### OBJECTIF
Citez mot pour mot le passage de l'article sur la justice française qui commence aux mots « À Nantes, Reims, Charleville-Mézières, Toulouse, Lyon, etc., les » et s'arrête après « 16 janvier dernier. ».

### EXTRAIT DU DOCUMENT

----------

Le modèle de la justice française serait-il dépassé ?

Publié le 31/01/2017

Lors de la rentrée solennelle de la cour d’appel de Paris, qui s’est déroulée le 16 janvier dernier en présence du garde des Sceaux, Jean-Jacques Urvoas, la première présidente, Chantal Arens, a mis en garde : « Il n’est plus possible de continuer à faire comme si l’institution fonctionnait alors que les règles économiques et budgétaires et les attentes sociétales ont considérablement changé et que notre modèle semble dépassé » !

À Nantes, Reims, Charleville-Mézières, Toulouse, Lyon, etc., les magistrats sont en colère et les rentrées solennelles se déroulent sous haute tension. Manque d’effectifs, bâtiments dangereux, moral en berne, une ambiance résumée par le procureur de Charleville-Mézières qui lançait, lors de son discours de rentrée : « Bienvenue chez les clochards ! ». Une allusion à la clochardisation de la justice dénoncée par Jean-Jacques Urvoas lors de sa nomination au ministère de la Justice. C’est indéniablement un problème de moyens, dénoncé chaque année depuis des décennies à l’occasion des rentrées solennelles. Mais c’est aussi une question d’évolution de la société qu’a choisi pour sa part de mettre en lumière la première présidente de la cour d’appel de Paris, Chantal Arens, lors de la rentrée solennelle de la cour le 16 janvier dernier.

----------

### LIGNES ENREGISTRÉES
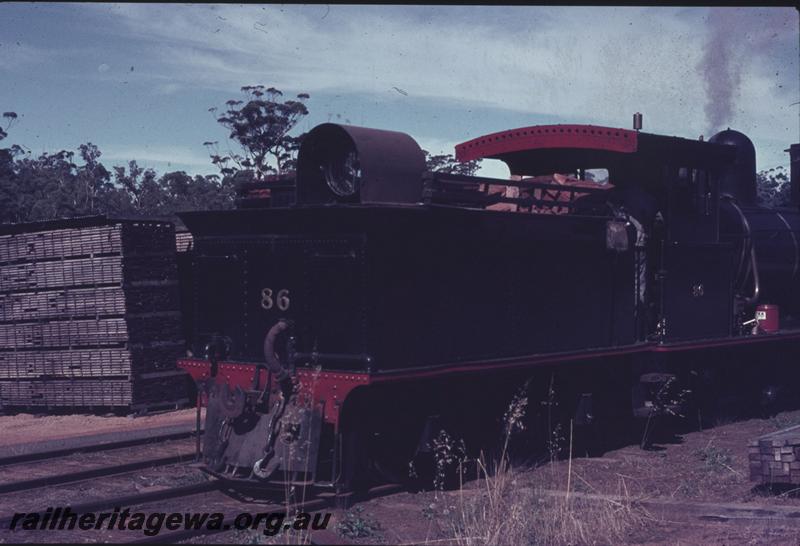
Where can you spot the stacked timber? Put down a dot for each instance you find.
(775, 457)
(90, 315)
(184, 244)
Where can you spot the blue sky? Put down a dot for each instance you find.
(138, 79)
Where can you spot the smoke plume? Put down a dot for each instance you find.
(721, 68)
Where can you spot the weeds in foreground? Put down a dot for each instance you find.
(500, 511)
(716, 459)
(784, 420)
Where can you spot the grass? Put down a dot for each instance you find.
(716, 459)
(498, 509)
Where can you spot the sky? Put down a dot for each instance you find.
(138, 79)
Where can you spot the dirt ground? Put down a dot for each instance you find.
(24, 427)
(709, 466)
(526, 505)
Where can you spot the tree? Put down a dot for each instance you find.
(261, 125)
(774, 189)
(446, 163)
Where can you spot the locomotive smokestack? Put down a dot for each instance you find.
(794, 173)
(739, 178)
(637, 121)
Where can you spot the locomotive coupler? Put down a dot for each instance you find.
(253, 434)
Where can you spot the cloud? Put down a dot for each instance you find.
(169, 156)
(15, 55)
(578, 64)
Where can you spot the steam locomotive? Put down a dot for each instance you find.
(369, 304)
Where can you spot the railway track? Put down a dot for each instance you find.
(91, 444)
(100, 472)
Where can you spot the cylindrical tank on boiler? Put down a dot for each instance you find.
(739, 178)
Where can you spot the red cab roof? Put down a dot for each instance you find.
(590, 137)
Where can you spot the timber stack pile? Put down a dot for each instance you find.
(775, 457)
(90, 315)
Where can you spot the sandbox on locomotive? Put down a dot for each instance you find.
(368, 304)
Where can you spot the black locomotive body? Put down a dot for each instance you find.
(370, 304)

----------

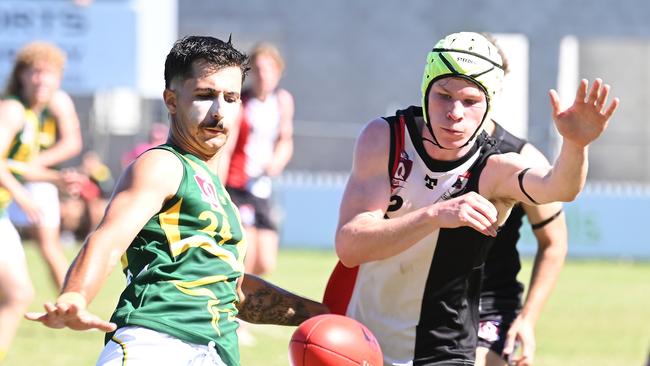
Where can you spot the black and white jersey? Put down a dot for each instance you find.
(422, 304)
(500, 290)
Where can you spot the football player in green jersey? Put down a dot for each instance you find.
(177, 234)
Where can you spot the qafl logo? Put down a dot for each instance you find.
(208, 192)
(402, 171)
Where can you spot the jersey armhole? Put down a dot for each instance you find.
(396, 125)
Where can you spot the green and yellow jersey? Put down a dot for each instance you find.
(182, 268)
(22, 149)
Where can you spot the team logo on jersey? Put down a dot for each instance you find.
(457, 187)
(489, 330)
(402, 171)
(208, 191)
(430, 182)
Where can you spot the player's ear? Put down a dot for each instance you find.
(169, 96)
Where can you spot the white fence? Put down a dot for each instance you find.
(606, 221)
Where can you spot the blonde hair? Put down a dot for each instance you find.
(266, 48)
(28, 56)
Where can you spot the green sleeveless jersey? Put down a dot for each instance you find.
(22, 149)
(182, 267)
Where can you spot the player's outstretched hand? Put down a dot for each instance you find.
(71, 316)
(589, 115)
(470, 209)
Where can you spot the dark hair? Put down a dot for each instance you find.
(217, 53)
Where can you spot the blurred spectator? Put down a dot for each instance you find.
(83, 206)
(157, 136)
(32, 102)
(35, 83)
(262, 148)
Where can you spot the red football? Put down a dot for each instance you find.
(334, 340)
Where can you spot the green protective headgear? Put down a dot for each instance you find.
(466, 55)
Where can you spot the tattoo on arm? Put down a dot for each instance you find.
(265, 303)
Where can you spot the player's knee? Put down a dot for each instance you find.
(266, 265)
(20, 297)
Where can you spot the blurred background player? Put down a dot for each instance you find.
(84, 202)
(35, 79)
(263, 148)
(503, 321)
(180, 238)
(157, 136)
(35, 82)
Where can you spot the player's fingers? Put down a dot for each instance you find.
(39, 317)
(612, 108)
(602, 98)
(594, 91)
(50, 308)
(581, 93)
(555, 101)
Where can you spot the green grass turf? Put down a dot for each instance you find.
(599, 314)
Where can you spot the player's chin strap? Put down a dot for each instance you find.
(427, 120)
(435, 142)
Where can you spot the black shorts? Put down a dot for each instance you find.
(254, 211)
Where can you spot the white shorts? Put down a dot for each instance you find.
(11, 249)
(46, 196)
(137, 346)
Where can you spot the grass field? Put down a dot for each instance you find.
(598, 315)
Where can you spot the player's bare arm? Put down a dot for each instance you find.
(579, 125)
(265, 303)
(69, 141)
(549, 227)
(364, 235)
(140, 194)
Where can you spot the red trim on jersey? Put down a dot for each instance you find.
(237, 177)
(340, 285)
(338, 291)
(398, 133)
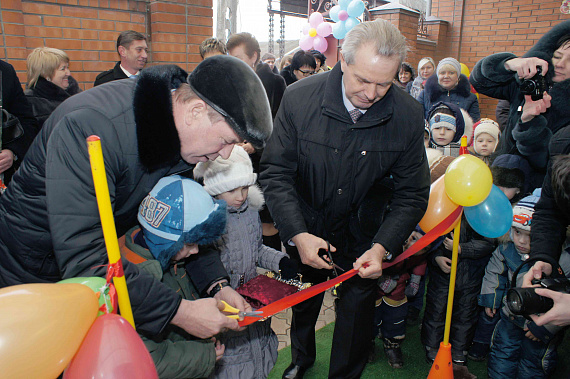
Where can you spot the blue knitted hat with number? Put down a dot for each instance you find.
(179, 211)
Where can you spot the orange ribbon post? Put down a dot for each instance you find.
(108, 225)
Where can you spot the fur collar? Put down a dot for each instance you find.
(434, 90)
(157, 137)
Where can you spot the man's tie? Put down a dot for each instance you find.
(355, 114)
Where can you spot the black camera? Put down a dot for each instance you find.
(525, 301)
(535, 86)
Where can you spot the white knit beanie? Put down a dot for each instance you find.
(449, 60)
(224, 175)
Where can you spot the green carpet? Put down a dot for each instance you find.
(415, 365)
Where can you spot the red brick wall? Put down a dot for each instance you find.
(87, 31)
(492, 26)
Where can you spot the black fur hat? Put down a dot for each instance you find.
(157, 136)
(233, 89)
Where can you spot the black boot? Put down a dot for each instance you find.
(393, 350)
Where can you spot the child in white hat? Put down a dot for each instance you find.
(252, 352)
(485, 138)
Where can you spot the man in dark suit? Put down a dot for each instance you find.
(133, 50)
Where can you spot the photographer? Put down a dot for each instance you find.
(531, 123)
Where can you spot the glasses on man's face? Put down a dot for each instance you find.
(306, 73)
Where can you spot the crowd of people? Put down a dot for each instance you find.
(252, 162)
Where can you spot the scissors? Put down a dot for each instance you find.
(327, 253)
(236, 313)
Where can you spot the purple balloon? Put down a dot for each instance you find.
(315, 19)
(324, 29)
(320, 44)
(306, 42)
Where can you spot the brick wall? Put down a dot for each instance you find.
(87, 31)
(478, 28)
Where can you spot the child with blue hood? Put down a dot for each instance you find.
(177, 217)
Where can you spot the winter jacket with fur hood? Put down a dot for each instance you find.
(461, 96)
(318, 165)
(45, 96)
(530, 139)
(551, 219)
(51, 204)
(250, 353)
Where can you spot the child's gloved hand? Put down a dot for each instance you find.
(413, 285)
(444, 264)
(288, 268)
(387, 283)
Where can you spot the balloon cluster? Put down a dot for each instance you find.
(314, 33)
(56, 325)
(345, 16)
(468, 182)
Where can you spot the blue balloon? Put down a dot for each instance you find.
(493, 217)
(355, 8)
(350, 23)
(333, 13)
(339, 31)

----------

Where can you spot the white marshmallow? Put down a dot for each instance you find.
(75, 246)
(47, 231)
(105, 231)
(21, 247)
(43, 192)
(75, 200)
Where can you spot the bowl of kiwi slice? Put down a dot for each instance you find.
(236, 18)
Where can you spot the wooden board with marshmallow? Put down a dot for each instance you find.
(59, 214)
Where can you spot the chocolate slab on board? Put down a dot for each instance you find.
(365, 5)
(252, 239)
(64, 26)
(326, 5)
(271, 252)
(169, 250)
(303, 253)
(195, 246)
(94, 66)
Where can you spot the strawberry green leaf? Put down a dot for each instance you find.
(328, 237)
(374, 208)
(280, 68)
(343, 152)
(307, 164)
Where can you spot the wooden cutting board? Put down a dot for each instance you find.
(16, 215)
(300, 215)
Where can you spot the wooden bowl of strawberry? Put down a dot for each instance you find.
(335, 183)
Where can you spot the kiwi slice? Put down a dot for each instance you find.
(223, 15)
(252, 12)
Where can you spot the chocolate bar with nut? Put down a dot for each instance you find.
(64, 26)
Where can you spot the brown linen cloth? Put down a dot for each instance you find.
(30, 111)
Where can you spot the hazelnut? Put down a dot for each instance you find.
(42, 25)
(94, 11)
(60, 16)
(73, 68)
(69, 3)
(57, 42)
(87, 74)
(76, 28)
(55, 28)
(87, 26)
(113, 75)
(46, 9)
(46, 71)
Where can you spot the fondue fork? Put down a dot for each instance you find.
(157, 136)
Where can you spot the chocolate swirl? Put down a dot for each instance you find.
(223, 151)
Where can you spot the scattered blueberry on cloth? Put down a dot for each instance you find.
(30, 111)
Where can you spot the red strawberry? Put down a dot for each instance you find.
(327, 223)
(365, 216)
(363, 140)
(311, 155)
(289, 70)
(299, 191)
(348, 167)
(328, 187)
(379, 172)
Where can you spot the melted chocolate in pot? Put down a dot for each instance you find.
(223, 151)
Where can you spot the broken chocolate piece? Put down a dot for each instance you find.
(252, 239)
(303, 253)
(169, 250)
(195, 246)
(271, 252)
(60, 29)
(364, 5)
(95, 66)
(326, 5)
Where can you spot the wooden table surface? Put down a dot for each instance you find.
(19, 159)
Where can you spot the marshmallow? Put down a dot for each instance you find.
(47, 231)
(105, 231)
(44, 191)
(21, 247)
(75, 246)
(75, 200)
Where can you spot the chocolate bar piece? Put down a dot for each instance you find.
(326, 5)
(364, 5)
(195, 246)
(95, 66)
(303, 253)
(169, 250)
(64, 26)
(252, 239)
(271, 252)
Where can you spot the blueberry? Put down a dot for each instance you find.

----------

### RÉPONSE À L'EXERCICE
À Nantes, Reims, Charleville-Mézières, Toulouse, Lyon, etc., les magistrats sont en colère et les rentrées solennelles se déroulent sous haute tension. Manque d’effectifs, bâtiments dangereux, moral en berne, une ambiance résumée par le procureur de Charleville-Mézières qui lançait, lors de son discours de rentrée : « Bienvenue chez les clochards ! ». Une allusion à la clochardisation de la justice dénoncée par Jean-Jacques Urvoas lors de sa nomination au ministère de la Justice. C’est indéniablement un problème de moyens, dénoncé chaque année depuis des décennies à l’occasion des rentrées solennelles. Mais c’est aussi une question d’évolution de la société qu’a choisi pour sa part de mettre en lumière la première présidente de la cour d’appel de Paris, Chantal Arens, lors de la rentrée solennelle de la cour le 16 janvier dernier.